Rewrite every line of the data below, from the very first line through the line containing "[0,135,329,220]", and shift each bounding-box coordinate by adding 74 to it. Keep all the other lines as they are, and leave the pictures out.

(Entries from an annotation dataset)
=-=-=
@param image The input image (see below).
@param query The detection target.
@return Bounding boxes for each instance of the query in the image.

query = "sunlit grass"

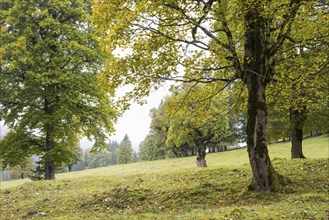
[0,136,329,220]
[1,135,329,189]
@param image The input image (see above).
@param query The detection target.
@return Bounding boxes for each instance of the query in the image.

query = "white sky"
[0,85,169,151]
[80,83,170,151]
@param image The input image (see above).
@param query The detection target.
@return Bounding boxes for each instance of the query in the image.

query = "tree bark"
[196,145,207,167]
[241,1,283,192]
[44,99,55,180]
[290,110,306,159]
[247,75,275,191]
[194,128,207,167]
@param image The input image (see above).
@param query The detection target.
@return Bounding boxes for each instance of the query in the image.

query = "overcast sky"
[0,83,169,151]
[80,83,169,151]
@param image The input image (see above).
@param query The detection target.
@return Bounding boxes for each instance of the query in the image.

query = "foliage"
[93,0,327,191]
[116,135,134,164]
[10,157,35,180]
[0,0,115,179]
[139,83,245,160]
[0,136,329,219]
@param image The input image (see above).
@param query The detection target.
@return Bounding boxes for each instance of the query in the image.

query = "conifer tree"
[0,0,115,179]
[116,135,134,164]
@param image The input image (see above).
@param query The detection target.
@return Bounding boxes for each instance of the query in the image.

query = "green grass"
[0,136,329,220]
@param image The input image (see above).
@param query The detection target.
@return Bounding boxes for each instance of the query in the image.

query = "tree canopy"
[94,0,328,191]
[0,0,116,179]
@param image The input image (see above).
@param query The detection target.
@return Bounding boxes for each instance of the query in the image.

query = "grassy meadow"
[0,135,329,220]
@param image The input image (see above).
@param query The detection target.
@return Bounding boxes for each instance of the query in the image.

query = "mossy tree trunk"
[44,99,55,180]
[290,109,306,159]
[242,4,279,192]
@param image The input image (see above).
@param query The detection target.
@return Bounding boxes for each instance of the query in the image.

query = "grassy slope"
[0,136,329,219]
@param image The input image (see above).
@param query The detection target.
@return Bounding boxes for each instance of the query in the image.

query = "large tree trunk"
[194,128,207,167]
[247,75,276,191]
[45,133,55,180]
[44,99,55,180]
[290,110,306,159]
[241,1,282,192]
[196,145,207,167]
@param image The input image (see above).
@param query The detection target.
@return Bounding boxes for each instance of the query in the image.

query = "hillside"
[0,136,329,219]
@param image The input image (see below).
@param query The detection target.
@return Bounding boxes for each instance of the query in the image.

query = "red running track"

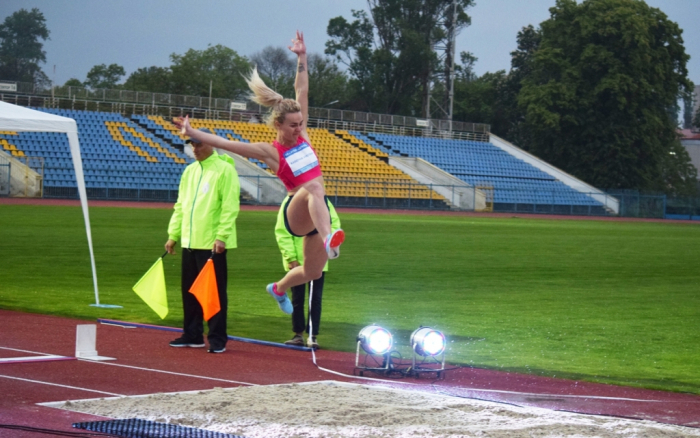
=-=-=
▸ ANSWER FOR THE TASK:
@param image The input image (see below).
@param query The detection target.
@return Bounding boxes for each instance of the query in the image.

query = "sunlit grass"

[74,210,403,294]
[75,209,403,263]
@param image The input image (see above).
@param query The detection target.
@return Bounding boxes for each instance of the query in the image.

query = "white sky"
[74,159,243,225]
[154,157,244,225]
@param image The input image (see above).
@param query The detection target.
@return Bounding boxes for each instance of the query in the image.

query = "tree bark"
[270,219,281,241]
[315,75,357,266]
[118,173,129,254]
[364,184,380,233]
[321,149,349,265]
[268,202,281,241]
@param image The input image (see above).
@param query The detection target.
@return Bounding boxes for each instance of the query in the image.

query = "overcast sky"
[74,157,243,225]
[154,157,243,225]
@param image The input image (see above).
@param query The detection target.
@return Bounding boxes for each instance of the query in the image.

query = "foliage"
[167,74,401,265]
[190,209,208,238]
[84,231,109,254]
[74,74,189,253]
[213,157,319,234]
[74,210,403,293]
@param image The input image (see above).
@param query The detection target.
@return Bounding boxes for each instance of the query in the image.

query = "conifer tree"
[74,74,189,253]
[190,209,208,238]
@param image The input image (see above).
@param query The detection target.
@return Bounding boxes for each instance of the query in the image.

query = "green grass"
[74,210,403,294]
@param image The input image (see above).
@param query The detection target.
@return Bounding boxes for each instance of the query in the image.

query = "tree canopy"
[168,74,402,265]
[74,74,190,253]
@param image The input image (see above).
@param query The detection target.
@return Bounding boxes for each instance of the query in the image.

query = "grassy meadow"
[74,209,403,294]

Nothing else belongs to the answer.